> SUPPLIED MATERIAL:
**********
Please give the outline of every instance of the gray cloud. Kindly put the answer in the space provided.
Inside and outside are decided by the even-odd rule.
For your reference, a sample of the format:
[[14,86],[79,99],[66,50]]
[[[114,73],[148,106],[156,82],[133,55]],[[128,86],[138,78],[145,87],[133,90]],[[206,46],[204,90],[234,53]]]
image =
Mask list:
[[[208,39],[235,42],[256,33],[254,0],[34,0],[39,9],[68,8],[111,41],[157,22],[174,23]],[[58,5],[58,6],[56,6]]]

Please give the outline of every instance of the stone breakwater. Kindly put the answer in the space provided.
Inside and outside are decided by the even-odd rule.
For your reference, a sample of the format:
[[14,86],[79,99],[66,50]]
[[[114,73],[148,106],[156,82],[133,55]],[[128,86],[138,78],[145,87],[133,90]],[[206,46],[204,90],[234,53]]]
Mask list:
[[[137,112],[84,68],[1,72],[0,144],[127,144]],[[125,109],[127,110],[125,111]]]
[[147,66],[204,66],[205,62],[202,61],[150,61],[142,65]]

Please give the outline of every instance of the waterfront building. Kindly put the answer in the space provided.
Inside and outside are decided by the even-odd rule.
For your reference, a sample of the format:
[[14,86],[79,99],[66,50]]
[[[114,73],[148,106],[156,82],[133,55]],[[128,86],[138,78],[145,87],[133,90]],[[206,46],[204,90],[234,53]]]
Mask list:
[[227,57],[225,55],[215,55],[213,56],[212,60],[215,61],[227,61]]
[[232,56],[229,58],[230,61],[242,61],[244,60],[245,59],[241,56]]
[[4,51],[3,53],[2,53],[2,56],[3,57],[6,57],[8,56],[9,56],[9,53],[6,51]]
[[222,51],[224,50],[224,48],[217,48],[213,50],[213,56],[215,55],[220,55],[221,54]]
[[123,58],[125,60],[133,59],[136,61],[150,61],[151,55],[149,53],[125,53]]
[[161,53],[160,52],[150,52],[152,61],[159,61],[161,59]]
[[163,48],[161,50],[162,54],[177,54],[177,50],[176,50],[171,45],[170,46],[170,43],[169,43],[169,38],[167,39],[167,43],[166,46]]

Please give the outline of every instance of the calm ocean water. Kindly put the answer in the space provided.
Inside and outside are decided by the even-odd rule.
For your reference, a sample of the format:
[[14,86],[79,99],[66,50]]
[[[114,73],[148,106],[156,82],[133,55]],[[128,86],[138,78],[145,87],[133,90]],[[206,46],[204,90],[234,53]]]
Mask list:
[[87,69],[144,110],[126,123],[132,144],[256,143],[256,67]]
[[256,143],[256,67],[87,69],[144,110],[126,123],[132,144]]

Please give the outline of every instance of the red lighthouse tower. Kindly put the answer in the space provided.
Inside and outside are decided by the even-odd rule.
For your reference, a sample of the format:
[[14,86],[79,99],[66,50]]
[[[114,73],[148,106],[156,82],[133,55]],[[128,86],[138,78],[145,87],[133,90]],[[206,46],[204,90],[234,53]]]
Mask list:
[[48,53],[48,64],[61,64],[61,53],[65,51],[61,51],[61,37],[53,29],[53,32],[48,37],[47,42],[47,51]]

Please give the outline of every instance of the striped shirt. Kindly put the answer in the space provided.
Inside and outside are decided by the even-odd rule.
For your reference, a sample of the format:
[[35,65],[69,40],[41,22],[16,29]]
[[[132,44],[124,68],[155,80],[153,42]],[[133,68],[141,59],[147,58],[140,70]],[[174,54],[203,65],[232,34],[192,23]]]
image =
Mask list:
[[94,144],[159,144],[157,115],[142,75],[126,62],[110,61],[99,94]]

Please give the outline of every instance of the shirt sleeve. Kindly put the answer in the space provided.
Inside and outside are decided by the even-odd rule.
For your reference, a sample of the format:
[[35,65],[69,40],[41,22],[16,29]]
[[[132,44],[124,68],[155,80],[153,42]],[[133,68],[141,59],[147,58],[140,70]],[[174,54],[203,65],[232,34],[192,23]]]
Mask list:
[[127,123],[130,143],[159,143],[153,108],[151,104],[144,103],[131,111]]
**********
> INSTRUCTIONS FOR THE TASK: Starting at the beginning of the records and ending at the line that contains "[[147,66],[204,66],[205,62],[202,61],[150,61],[142,65]]", write out every line again, requests included, with each coordinate in the answer outlines shifted up by 142. Leave the numbers in the format samples unchanged.

> SOLUTION FOR THIS TASK:
Please give the outline of every instance of the gray cloud. Kindly put the answer in the space provided.
Inside and outside are decided by the even-odd rule.
For your reference, a sample of the format:
[[14,86],[79,99],[66,50]]
[[[114,73],[148,106],[156,82],[133,55]],[[128,86],[138,78],[145,87],[133,90]],[[206,46],[204,90],[234,53]]]
image =
Mask list:
[[[350,181],[377,184],[398,175],[396,142],[176,142],[181,151],[210,150],[253,183],[299,164],[316,165]],[[200,147],[200,148],[198,148]]]

Please give the outline of every instance of the stone breakwater. Kindly put the answer in the space provided.
Inside and outside are decided by the even-odd rule.
For your reference, a sample of the format:
[[14,86],[79,99],[66,50]]
[[[114,73],[148,106],[156,82],[133,55]],[[128,86],[138,78],[145,87],[133,90]],[[206,46],[204,90],[234,53]]]
Mask list:
[[[279,254],[226,210],[143,214],[142,286],[269,286]],[[267,251],[269,252],[267,253]]]
[[289,208],[346,208],[347,204],[344,203],[292,203],[284,207]]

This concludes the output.